Passage given:
..............................
You put too much faith in what people say to pollsters, as well as the words of government officials if they are of Western governments. Look at who are actually being detained and disappeared in the name of "war on terror." Not too many atheists or Anglicans, if any. This is an age when it's politically safer to be a Red than a Muslim if you live in the West. I'm puzzled why you think otherwise. You don't think your chance of receiving extra scrutiny at airports, coming under surveillance, getting arrested in a terror case, etc. is the same as that of a Muslim man who is as law-abiding as you are, do you?

One of the reasons why it's difficult to win back habeas corpus is that its loss, in the short term, is not felt by us all and that even leftists, such as yourself, don't necessarily recognize Islamophobia as a problem.

* One of the UK officials cited by Gallup, Ken Livingstone, moreover is hardly the most typical example of the Western government officials, himself a target of Islamist-baiting by such former leftists as Fred Halliday. Yes, he stands with Muslims, for which he is attacked, but many others don't. That's why he says Britons _shouldn't_ demonize Muslims. If demonization is not going on there, he doesn't need to say any such thing.

<http://www.opendemocracy.net/globalization/left_jihad_3886.jsp> The Left and the Jihad Fred Halliday The left was once the principal enemy of radical Islamism. So how did old enemies become new friends? Fred Halliday reports. 8 - 09 - 2006

. . . . . . . . . . . . . . . . . . . .
..............................
Supplied information:
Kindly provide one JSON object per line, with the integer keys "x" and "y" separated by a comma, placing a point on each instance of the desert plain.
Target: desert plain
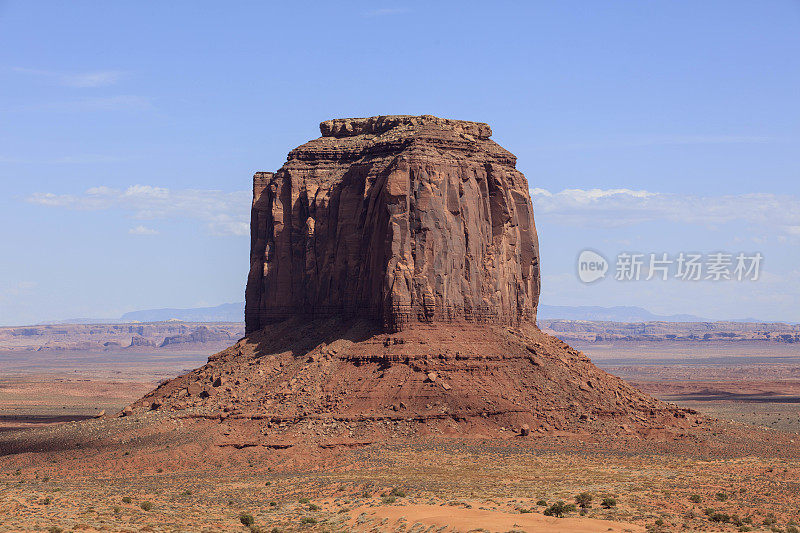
..............................
Task instructions:
1. Reproduce the passage on Islamophobia word for word, from "One of the reasons" to "as a problem.".
2. Condense the paragraph of the passage on Islamophobia that begins "One of the UK officials cited by Gallup" into a shorter version that keeps its main facts.
The material after the passage on Islamophobia is separate from it.

Answers for the exercise:
1.
One of the reasons why it's difficult to win back habeas corpus is that its loss, in the short term, is not felt by us all and that even leftists, such as yourself, don't necessarily recognize Islamophobia as a problem.

2. Ken Livingstone, one of the UK officials Gallup cited, is not a typical Western government official. Former leftists such as Fred Halliday have targeted him with Islamist-baiting. He stands with Muslims and is attacked for it, but many others don't. That is why he says Britons shouldn't demonize Muslims, and he wouldn't need to say it if demonization weren't happening.